### PASSAGE PROVIDED
Subject Re: Questions about SELECT DISTINCT *
Author Svein Erling Tysvær
--- In firebird-support@yahoogroups.com, Svein Erling Tysvær wrote:
> --- In firebird-support@yahoogroups.com, "robert_difalco" wrote:
> > --- In firebird-support@yahoogroups.com, Svein E. Tysvær wrote:
> > > >
> > > > SELECT * FROM Table A WHERE A.uid IN
> > > > SELECT DISTINCT uid FROM Table [JOINS][WHERE];
> > >
> > > Yup, my first thought was "What a lousy idea, this won't even
> > > get him the right result"! If RowA and RowB have the same UID,
> > > then both will match the subselect and hence be returned. I
> > > cannot even think of a case where the DISTINCT word of 'IN
> > > (SELECT DISTINCT...)' makes any difference.
> >
> > I think you are missing the JOINS. Think of a JOIN say on a Links
> > table that creates a tree structure. Believe it or not, the query
> > above performs more efficiently that without the subquery because
> > of the DISTINCT.
> >
> > R.
>
> Maybe there are things that I don't see, but how does your query
> differ from the same query without DISTINCT in the subselect? In my
> opinion, the only possible difference between
>
> SELECT * FROM TableA WHERE A.uid IN
> (SELECT DISTINCT uid FROM TableA [JOINS][WHERE]);
>
> and
>
> SELECT * FROM TableA WHERE A.uid IN
> (SELECT uid FROM TableA [JOINS][WHERE]);
>
> is that the former may be slower than the latter (depending on how
> the optimizer treats DISTINCT is such cases, it could simply ignore
> the word). The results of these two queries should be identical
> anyway (regardless of any JOIN).

### PARTS OF THE EXERCISE
a – Quote the SELECT DISTINCT forum thread, beginning at the words "Subject Re: Questions" and stopping after "makes any difference.".
b – Carry the SELECT DISTINCT forum thread on from its final sentence.
The material has no role in this work.

### SOURCE EXCERPT
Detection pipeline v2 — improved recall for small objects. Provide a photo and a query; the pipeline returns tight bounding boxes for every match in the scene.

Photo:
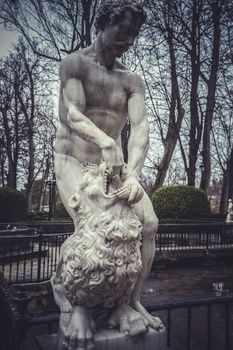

### TASK-BY-TASK ANSWERS
a –
Subject Re: Questions about SELECT DISTINCT *
Author Svein Erling Tysvær
--- In firebird-support@yahoogroups.com, Svein Erling Tysvær wrote:
> --- In firebird-support@yahoogroups.com, "robert_difalco" wrote:
> > --- In firebird-support@yahoogroups.com, Svein E. Tysvær wrote:
> > > >
> > > > SELECT * FROM Table A WHERE A.uid IN
> > > > SELECT DISTINCT uid FROM Table [JOINS][WHERE];
> > >
> > > Yup, my first thought was "What a lousy idea, this won't even
> > > get him the right result"! If RowA and RowB have the same UID,
> > > then both will match the subselect and hence be returned. I
> > > cannot even think of a case where the DISTINCT word of 'IN
> > > (SELECT DISTINCT...)' makes any difference.

b –
>
> Set

Writing yet another mail just to make my point even clearer:

SELECT A.uid FROM TableA a WHERE A.uid IN
(SELECT DISTINCT b.uid FROM TableA b [JOINS][WHERE]);

is identical to

SELECT A.uid FROM TableA a WHERE A.uid IN
(SELECT b.uid FROM TableA b [JOINS][WHERE]);

Both of these differ (produces a different result set) from

SELECT DISTINCT A.uid FROM TableA a WHERE A.uid IN
(SELECT b.uid FROM TableA b [JOINS][WHERE]);

The first two queries return duplicates in case of two records with
the same value in TableA.uid, the last query only returns one record.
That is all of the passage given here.